# WHAT IS NEEDED:
Copy the stretch of the records from the line that contains "Find the orange" through the line that contains "(1149, 154)", both included, reproducing each line without any change.
-- GIVEN ENTRIES start --
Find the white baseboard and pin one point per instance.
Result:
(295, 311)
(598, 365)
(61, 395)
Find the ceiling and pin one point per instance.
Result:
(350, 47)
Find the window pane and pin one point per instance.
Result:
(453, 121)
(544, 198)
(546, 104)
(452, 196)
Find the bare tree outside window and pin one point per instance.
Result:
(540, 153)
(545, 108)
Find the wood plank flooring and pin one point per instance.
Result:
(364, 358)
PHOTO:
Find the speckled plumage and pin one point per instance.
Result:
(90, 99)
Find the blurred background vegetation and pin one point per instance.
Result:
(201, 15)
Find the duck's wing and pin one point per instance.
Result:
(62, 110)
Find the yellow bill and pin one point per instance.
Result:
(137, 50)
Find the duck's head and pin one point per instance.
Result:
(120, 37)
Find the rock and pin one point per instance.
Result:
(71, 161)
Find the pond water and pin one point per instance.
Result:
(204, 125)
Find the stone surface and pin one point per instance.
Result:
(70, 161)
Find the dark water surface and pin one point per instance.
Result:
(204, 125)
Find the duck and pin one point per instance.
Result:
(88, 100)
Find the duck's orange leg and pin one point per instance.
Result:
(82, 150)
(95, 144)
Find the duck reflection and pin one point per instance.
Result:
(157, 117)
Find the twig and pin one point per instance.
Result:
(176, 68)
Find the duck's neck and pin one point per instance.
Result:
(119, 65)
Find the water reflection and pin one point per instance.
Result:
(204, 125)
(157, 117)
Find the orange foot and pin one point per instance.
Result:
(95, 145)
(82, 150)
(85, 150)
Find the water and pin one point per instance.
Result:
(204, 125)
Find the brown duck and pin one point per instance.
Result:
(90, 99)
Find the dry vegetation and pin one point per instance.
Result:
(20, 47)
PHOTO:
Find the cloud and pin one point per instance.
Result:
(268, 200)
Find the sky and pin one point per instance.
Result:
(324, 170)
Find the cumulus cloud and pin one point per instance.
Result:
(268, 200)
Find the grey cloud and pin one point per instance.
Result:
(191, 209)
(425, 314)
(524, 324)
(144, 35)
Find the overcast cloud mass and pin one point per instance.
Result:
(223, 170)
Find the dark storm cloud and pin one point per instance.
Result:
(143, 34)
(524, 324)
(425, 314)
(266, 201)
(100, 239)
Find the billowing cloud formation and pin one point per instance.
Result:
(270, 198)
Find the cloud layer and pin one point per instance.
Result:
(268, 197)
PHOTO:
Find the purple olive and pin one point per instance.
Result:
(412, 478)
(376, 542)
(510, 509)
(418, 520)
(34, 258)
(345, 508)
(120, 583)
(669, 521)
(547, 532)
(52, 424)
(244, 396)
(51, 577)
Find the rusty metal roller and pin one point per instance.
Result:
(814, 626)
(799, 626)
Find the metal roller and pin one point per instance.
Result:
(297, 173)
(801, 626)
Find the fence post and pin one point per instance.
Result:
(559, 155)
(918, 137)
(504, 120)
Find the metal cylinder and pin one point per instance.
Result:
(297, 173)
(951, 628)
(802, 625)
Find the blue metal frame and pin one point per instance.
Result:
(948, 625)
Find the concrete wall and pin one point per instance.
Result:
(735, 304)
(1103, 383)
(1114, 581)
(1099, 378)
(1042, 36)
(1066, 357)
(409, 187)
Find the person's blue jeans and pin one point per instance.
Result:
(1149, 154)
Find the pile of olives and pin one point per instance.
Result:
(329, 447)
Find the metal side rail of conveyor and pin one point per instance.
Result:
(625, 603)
-- GIVEN ENTRIES end --
# ANSWER TO THE TASK:
Find the orange foot and pin one point per instance.
Result:
(95, 145)
(82, 150)
(85, 150)
Find the water and pin one point per instance.
Result:
(204, 125)
Find the brown duck and pin one point per instance.
Result:
(90, 99)
Find the dry vegetation and pin one point per instance.
Result:
(20, 47)
PHOTO:
Find the cloud and pin one point per instance.
Result:
(268, 200)
Find the sky and pin one point per instance.
Result:
(324, 170)
Find the cumulus cloud and pin one point per instance.
Result:
(268, 200)
Find the grey cloud and pin one point per instance.
Result:
(191, 209)
(425, 314)
(524, 324)
(144, 35)
Find the overcast cloud mass and pin one point per instance.
Result:
(223, 170)
Find the dark storm cloud and pin one point per instance.
Result:
(143, 34)
(524, 324)
(425, 314)
(266, 201)
(100, 239)
Find the billowing cloud formation and pin one point per instance.
Result:
(270, 198)
Find the cloud layer and pin one point per instance.
Result:
(268, 197)
PHOTO:
Find the purple olive and pin one point per instance.
Result:
(412, 478)
(376, 542)
(510, 509)
(418, 520)
(34, 258)
(345, 508)
(120, 583)
(669, 521)
(547, 532)
(52, 424)
(244, 396)
(51, 577)
Find the rusty metal roller and pin one point per instance.
Result:
(814, 626)
(799, 626)
Find the metal roller and pin one point per instance.
Result:
(297, 173)
(801, 626)
Find the fence post and pin one point per instance.
Result:
(559, 155)
(918, 137)
(504, 120)
Find the metal cylinder and pin one point per instance.
Result:
(297, 173)
(951, 628)
(802, 625)
Find the blue metal frame and pin one point per instance.
Result:
(948, 625)
Find the concrete wall and pin one point per instance.
Result:
(735, 304)
(1103, 383)
(1114, 581)
(1099, 378)
(1042, 36)
(1066, 357)
(409, 187)
Find the person's blue jeans and pin one point per instance.
Result:
(1149, 154)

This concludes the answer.